> Data for review:
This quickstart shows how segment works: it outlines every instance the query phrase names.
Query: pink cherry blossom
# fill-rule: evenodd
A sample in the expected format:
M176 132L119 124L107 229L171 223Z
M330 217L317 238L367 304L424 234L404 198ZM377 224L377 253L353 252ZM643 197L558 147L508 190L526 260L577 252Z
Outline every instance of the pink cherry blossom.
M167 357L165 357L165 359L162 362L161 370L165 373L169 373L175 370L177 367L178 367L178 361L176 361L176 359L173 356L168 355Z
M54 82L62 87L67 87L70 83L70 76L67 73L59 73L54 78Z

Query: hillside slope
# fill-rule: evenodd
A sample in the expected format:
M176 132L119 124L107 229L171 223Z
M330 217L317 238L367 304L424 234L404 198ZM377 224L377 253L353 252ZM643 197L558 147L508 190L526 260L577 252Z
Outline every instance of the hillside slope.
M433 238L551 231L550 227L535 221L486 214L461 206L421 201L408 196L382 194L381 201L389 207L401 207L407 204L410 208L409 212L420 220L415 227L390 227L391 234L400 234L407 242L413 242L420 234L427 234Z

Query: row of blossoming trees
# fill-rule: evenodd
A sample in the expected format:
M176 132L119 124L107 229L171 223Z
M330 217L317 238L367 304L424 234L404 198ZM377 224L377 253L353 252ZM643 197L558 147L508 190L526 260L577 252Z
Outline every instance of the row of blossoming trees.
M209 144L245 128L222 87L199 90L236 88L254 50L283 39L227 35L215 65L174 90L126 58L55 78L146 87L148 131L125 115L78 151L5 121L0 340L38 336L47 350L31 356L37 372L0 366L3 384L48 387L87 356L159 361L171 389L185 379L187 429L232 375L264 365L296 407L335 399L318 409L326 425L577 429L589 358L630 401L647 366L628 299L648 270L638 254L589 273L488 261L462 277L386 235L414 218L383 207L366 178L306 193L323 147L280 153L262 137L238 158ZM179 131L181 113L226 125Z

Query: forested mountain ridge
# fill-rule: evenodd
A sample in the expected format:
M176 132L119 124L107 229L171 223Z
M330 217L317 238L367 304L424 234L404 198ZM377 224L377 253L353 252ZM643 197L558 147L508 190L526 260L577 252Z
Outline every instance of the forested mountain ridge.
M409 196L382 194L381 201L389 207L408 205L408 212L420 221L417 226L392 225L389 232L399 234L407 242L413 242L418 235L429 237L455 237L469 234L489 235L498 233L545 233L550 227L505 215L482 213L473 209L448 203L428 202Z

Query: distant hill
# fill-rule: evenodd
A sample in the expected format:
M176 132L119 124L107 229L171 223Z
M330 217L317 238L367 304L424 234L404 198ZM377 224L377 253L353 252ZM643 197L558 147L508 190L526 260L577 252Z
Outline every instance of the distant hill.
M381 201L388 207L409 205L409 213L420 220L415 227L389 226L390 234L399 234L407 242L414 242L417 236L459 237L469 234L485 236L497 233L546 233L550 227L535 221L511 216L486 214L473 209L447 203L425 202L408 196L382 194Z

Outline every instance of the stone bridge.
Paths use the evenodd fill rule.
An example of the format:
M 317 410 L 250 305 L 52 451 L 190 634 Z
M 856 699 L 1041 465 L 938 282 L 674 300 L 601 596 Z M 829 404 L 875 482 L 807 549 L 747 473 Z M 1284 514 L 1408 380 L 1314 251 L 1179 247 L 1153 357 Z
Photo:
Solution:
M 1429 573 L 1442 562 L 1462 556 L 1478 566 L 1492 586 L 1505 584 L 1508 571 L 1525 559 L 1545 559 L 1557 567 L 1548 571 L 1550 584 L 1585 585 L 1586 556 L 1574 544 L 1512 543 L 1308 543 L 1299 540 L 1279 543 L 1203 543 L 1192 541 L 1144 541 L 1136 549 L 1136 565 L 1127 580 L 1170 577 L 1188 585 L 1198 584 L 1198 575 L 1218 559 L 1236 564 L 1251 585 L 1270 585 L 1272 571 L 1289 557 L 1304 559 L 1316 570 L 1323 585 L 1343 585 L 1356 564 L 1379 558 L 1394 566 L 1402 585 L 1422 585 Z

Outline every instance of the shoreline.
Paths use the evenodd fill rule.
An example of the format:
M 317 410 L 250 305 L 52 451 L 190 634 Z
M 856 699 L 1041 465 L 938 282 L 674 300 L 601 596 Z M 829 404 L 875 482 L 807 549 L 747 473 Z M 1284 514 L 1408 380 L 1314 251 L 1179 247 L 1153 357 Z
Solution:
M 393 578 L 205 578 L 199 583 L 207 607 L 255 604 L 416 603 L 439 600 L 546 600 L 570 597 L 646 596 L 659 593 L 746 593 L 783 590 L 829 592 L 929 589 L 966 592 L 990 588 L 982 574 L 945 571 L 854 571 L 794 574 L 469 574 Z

> Requirement:
Write out the data again, exactly and in full.

> Completed task:
This quickstart shows how segment works: it outlines every instance the query phrase names.
Query: pink cherry blossom
# fill-rule: evenodd
A sample in the expected format:
M176 132L119 124L107 229L171 223Z
M330 217L317 238L367 304L424 234L404 198ZM377 224L377 253L353 252ZM643 197L558 147L508 190L526 260L577 252Z
Outline every instance of the pink cherry blossom.
M167 357L165 357L165 359L162 362L161 370L165 373L169 373L175 370L177 367L178 367L178 361L176 361L176 359L173 356L168 355Z
M54 82L62 87L67 87L70 83L70 76L67 73L59 73L54 78Z

Query: hillside slope
# fill-rule: evenodd
A sample in the expected format:
M176 132L119 124L107 229L171 223Z
M330 217L317 238L367 304L424 234L404 198ZM377 224L377 253L353 252ZM643 197L558 147L508 190L526 260L577 252Z
Outline every instance of the hillside slope.
M433 238L551 231L550 227L535 221L486 214L461 206L421 201L408 196L382 194L381 201L389 207L401 207L407 204L410 208L409 212L420 220L415 227L390 227L391 234L400 234L407 242L413 242L420 234L427 234Z

Query: row of blossoming trees
# fill-rule: evenodd
A sample in the expected format:
M176 132L119 124L107 229L171 223Z
M330 217L317 238L367 304L424 234L404 198ZM377 224L377 253L353 252ZM643 197L558 147L508 190L526 260L577 252Z
Outline every instance of the row of blossoming trees.
M209 144L245 128L222 87L199 90L236 88L254 50L283 39L227 35L215 65L174 90L126 58L55 78L146 87L148 131L125 115L78 151L5 121L0 340L38 336L47 350L31 356L37 372L0 366L3 384L48 387L87 356L159 361L171 389L185 379L187 429L232 375L264 365L296 407L335 399L318 409L326 425L577 429L589 358L630 401L647 366L628 299L648 270L638 254L589 273L488 261L462 277L386 235L414 218L383 207L366 178L306 193L323 147L280 153L262 137L238 158ZM179 131L181 113L226 125Z

Query: forested mountain ridge
# fill-rule: evenodd
A sample in the expected format:
M176 132L119 124L107 229L171 223Z
M330 217L317 238L367 304L424 234L404 198ZM377 224L377 253L353 252ZM643 197L558 147L508 190L526 260L577 252Z
Outline every instance of the forested mountain ridge.
M409 196L382 194L381 201L389 207L408 205L408 212L420 221L417 226L392 225L389 232L399 234L407 242L413 242L418 235L429 237L455 237L469 234L489 235L498 233L545 233L550 227L505 215L482 213L473 209L448 203L428 202Z

Query: distant hill
# fill-rule: evenodd
A sample in the expected format:
M176 132L119 124L107 229L171 223Z
M330 217L317 238L367 304L424 234L404 198ZM377 224L377 253L353 252ZM643 197L558 147L508 190L526 260L577 252Z
Outline every instance of the distant hill.
M381 201L388 207L409 205L409 213L420 220L415 227L389 226L390 234L399 234L407 242L414 242L417 236L459 237L469 234L485 236L497 233L546 233L550 227L535 221L511 216L486 214L473 209L447 203L425 202L408 196L382 194Z

Outline every instance of the stone bridge.
Paths use the evenodd fill rule.
An example of the format:
M 317 410 L 250 305 L 52 451 L 190 634 Z
M 856 699 L 1041 465 L 938 282 L 674 300 L 601 596 Z M 829 404 L 875 482 L 807 549 L 747 473 Z M 1284 514 L 1408 380 L 1314 251 L 1179 247 L 1153 357 Z
Photo:
Solution:
M 1429 573 L 1442 562 L 1462 556 L 1478 566 L 1492 586 L 1505 584 L 1508 571 L 1525 559 L 1545 559 L 1557 567 L 1548 571 L 1550 584 L 1585 585 L 1586 556 L 1574 544 L 1512 543 L 1308 543 L 1299 540 L 1279 543 L 1203 543 L 1192 541 L 1144 541 L 1136 549 L 1136 565 L 1127 580 L 1170 577 L 1188 585 L 1198 584 L 1198 575 L 1218 559 L 1236 564 L 1251 585 L 1270 585 L 1272 571 L 1289 557 L 1304 559 L 1316 570 L 1323 585 L 1343 585 L 1356 564 L 1379 558 L 1394 566 L 1402 585 L 1422 585 Z

Outline every instance of the shoreline.
Paths use the evenodd fill rule.
An example of the format:
M 317 410 L 250 305 L 52 451 L 190 634 Z
M 856 699 L 1041 465 L 938 282 L 674 300 L 601 596 Z M 829 404 L 875 482 L 807 549 L 747 473 Z M 1284 514 L 1408 380 L 1314 251 L 1179 247 L 1153 357 Z
Solution:
M 393 578 L 205 578 L 199 583 L 207 607 L 255 604 L 416 603 L 439 600 L 546 600 L 570 597 L 646 596 L 659 593 L 746 593 L 783 590 L 829 592 L 929 589 L 966 592 L 990 588 L 982 574 L 945 571 L 854 571 L 794 574 L 469 574 Z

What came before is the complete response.